_Exercise task_.
Copy the data below word for word, leaving out the pictures.

────────

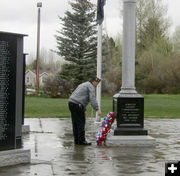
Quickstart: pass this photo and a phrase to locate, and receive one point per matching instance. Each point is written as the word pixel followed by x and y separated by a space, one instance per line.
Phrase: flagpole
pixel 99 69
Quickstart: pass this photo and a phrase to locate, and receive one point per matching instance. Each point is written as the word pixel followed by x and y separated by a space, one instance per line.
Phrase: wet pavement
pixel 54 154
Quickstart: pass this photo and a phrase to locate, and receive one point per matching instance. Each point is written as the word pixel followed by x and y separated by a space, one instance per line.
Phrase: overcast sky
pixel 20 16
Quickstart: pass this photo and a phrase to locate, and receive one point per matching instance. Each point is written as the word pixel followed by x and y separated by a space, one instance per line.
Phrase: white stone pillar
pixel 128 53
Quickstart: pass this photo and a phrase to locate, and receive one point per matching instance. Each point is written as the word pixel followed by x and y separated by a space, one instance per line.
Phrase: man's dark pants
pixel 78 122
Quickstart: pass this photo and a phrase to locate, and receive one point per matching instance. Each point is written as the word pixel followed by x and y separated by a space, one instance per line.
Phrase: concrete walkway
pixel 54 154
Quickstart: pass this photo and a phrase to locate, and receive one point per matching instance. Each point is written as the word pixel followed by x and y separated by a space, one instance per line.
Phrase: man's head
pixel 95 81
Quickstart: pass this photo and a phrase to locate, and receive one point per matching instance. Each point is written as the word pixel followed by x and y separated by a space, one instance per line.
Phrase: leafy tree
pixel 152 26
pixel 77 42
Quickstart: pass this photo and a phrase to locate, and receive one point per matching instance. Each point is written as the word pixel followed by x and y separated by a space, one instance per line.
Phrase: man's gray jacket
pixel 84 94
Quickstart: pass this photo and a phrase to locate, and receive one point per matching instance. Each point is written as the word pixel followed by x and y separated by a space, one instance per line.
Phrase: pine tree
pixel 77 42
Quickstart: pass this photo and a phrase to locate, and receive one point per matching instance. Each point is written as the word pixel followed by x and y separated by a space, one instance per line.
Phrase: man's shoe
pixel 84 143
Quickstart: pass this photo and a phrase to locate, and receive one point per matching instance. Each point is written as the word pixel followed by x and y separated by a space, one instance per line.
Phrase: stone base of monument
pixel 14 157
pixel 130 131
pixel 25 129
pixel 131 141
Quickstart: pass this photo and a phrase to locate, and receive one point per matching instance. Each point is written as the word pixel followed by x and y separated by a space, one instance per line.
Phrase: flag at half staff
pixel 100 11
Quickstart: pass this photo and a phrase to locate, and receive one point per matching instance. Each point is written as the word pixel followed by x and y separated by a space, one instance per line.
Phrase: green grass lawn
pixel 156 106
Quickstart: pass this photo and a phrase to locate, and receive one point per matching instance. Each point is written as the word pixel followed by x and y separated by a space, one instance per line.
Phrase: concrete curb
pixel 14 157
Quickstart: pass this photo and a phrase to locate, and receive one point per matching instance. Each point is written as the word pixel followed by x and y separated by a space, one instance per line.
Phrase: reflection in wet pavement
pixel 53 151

────────

_Exercise response_.
Quickstart: pass this photo and a phrase to locate, and receive one point per matching instance. Each point is written as the word pixel followed by x and y separated by a space, one instance per line.
Phrase: flagpole
pixel 99 69
Quickstart: pass this photo and a phrase to locate, and receive one point per matching instance. Each point is written as the word pixel followed by x and y separated by a space, one instance per line.
Phrase: wet pavement
pixel 54 154
Quickstart: pass this photo and a phrase to locate, and receive one point per matching instance. Each point is written as the word pixel followed by x and y separated by a space, one instance per line.
Phrase: overcast sky
pixel 20 16
Quickstart: pass this photo and a phrase to locate, and receive one point per matching instance. Each point is written as the word pixel followed by x and y separated by a space, one instance per line.
Phrase: white stone pillar
pixel 128 53
Quickstart: pass this photo and a phrase to locate, and receive one point per matching instance. Each point is written as the word pixel followed by x and y separated by a space, one instance per line.
Phrase: man's dark pants
pixel 78 122
Quickstart: pass this photo and a phrase to locate, and receive one point per matching instance. Each point is written as the word pixel followed by x and y separated by a space, one instance per line.
Phrase: concrete walkway
pixel 54 154
Quickstart: pass this photo and a phrase to locate, and receive one point per matching instance. Each point is written as the word pixel followed by x and y separated by a space, one instance per line.
Phrase: man's head
pixel 95 81
Quickstart: pass this photo and a phrase to locate, and receive one point per matching instance. Each point is written as the word pixel followed by x and y separated by a space, one instance per line.
Phrase: leafy tree
pixel 152 26
pixel 77 42
Quickstart: pass this photo and a phrase to locate, and receive one point per matching instance. Each point is written as the word pixel followed by x and y separated by a space, one instance per line.
Phrase: man's gray jacket
pixel 84 94
Quickstart: pass this photo and a phrase to locate, and receive one point per matching instance. Each point is written as the word pixel followed by x and y separated by a space, one instance per line.
Phrase: pine tree
pixel 77 42
Quickstart: pass this photo and a phrase to locate, and receive one point per matching instance. Each point is written as the word pixel followed by x and y separated by a space, one instance per line.
Phrase: man's shoe
pixel 84 143
Quickstart: pass this photo and a phrase to locate, and receive one point per matching instance. Each point is written as the word pixel followed by x and y separated by a space, one instance per line.
Phrase: stone base of monument
pixel 14 157
pixel 130 131
pixel 25 129
pixel 131 141
Quickstart: pass this photo and a phrase to locate, and receive one point per matching instance. Each point is written as the word pixel followed by x and y separated by a space, one instance per line.
Phrase: flag at half staff
pixel 100 11
Quickstart: pass this photo and a phrase to locate, and receive one point per matching instance. Each point is written as the word pixel followed by x and y separated by a space, one instance per line.
Phrase: green grass lawn
pixel 156 106
Quickstart: pass this photo and a phrase to locate, and receive one point per matching instance. Each point is written as the word pixel followed by x and y separated by a space, one instance per line.
Phrase: concrete curb
pixel 14 157
Quickstart: pass this photo and a phrase to locate, and receive one point per matching instance. Each point is written as the word pixel followed by x and y separated by a space, one instance per line.
Phrase: reflection in wet pavement
pixel 53 151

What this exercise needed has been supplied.